### Extracted text
Entire website open-sourced at: https://github.com/grokit/website_grokit_ca/. Feel free to make pull requests if you find mistakes!
The paper presents a way to efficiently maintain consistency for data replicated across many sites. It is the earliest known "gossip" algorithm paper.
The problem to solve is, given a system with N nodes, how do you make a change at a single node propagate to all other nodes?
An obvious answer is to simply broadcast from the changed node to all nodes. But this simply will not scale for large Ns (the node that broadcasts the change has to establish N connections and send N times, which could take an unreasonable amount of time while most of the nodes stay idle when they could be helping out). Also, how do you ensure that all nodes correctly got the update? The challenge is to be highly reliable whilst scaling gracefully as the number of nodes in the system grows.
Gracefully scaling as the number of node increases means:
The novelty of the paper is to use the mathematic foundation underlying the theory of epidemics (which is well established) to distributed systems database replication.
Keywords: gossip, gossip protocols, distributed computing, distributed databases, randomized algorithms, replicated database consistency.
Link to paper: http://dl.acm.org/citation.cfm?id=41841, full pdf.
One way mentioned in the introduction is to broadcast the change to all servers, which simply does not scale: any change result in N messages to be sent for the node whose data changed, which is prohibitive since N is very large.
Another way is to introduce a topology linking the nodes. Let's say the N servers are arranged in a ring, then upon an update, node[i] sends the message to node[i+1] until the last node is reached. The last node then sends an ACK to node. If the last node does not receive the ACK after a period of time, it tries to re-send. This is much better for the changed node since only 1 message needs to be sent. Note that there is still, in total, N+1 messages sent in the system, but at least the work is distributed against all nodes -- it can be done without having a node being overloaded and most nodes doing nothing. The obvious problem with this approach is that if one node is down in the ring, the whole thing fails. You can introduce different topologies (e.g skip-lists, trees, ...) which mitigates problems, but fixed topologies can quickly become complex and it is hard to guarantee delivery to every single node in complex topologies.
The insight of the paper is that using randomized algorithm (selecting nodes at random and syncing information) achieves both efficiency gain (only syncing with 1 node per period of time at maximum) and fast convergence as the probability that the information has not converged diminishes exponentially as time increases.
The direct mail strategy is a simple broadcast model. As mentioned previously, this suffers from having to send N messages from the same server for every update.
Another problem is that the change is not propagated to all nodes in the following two scenarios:
1.) In a large system, it is reasonable to expect that not all nodes know about all other nodes -- some nodes have somewhat older information about the members of the network. If a node-A does not know about node-B, node-B will never get the update.

### Tasks to perform
A – Answer these from the gossip-algorithm summary:
(i) In the ring arrangement, how many messages are sent in the system in total?
(ii) What kind of model is the direct mail strategy?
(iii) What is the paper said to be the earliest known example of?
B – Please extend the gossip-algorithm summary, picking up right after its last sentence.
The data after this point was taken from a different source.

### Study material
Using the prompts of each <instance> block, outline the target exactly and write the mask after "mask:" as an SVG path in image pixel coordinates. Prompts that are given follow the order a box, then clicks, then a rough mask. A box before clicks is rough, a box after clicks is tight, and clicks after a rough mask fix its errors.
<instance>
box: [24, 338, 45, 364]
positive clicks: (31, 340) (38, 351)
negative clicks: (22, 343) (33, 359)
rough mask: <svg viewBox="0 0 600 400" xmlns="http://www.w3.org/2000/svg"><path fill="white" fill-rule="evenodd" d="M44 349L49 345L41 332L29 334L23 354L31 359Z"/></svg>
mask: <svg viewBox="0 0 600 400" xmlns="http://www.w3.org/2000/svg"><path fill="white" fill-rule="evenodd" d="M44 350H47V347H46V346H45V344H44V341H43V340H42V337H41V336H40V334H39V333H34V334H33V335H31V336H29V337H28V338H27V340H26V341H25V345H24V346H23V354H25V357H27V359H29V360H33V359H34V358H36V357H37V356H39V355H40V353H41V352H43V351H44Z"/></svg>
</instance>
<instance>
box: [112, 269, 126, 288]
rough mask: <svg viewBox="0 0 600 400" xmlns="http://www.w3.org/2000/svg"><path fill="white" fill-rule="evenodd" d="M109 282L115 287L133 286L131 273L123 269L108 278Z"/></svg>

### Activity answers
A –
(i) N+1 messages.
(ii) A simple broadcast model.
(iii) A "gossip" algorithm paper.

B –
2.) Since N is large, is it necessary to store the messages in a queue while the N messages are sent. If a crash occurs in that node before the queue is entirely sent, then some nodes will not get the message. If a target node is unreachable for the whole time it takes to empty the queue, the nodes that were unreachable will not get the message. You end-up in a system when a portion of nodes got the update, and a portion did not. You need to find a way to resolve those differences.
Each server runs the following algorithm:
This is extremely simple and elegant.
Number of messages / synchronizations: At every time period t, every node is only (in a statistical sense) syncing with 2 nodes: 1 that it picked at random, and 1 incoming sync request since the N other nodes select the current node with probability 1/N.
Time to reach all nodes: At t0, the state change in a node. At t1, this node at least syncs with 1 node, so 2 nodes have the change. At t2, those two nodes synchronize with at least 2 other nodes, bringing the total of nodes that know about the change to 4. And so it goes to 8, 16, 32, 64... The amount of time before all nodes about the change is log2(N) time periods.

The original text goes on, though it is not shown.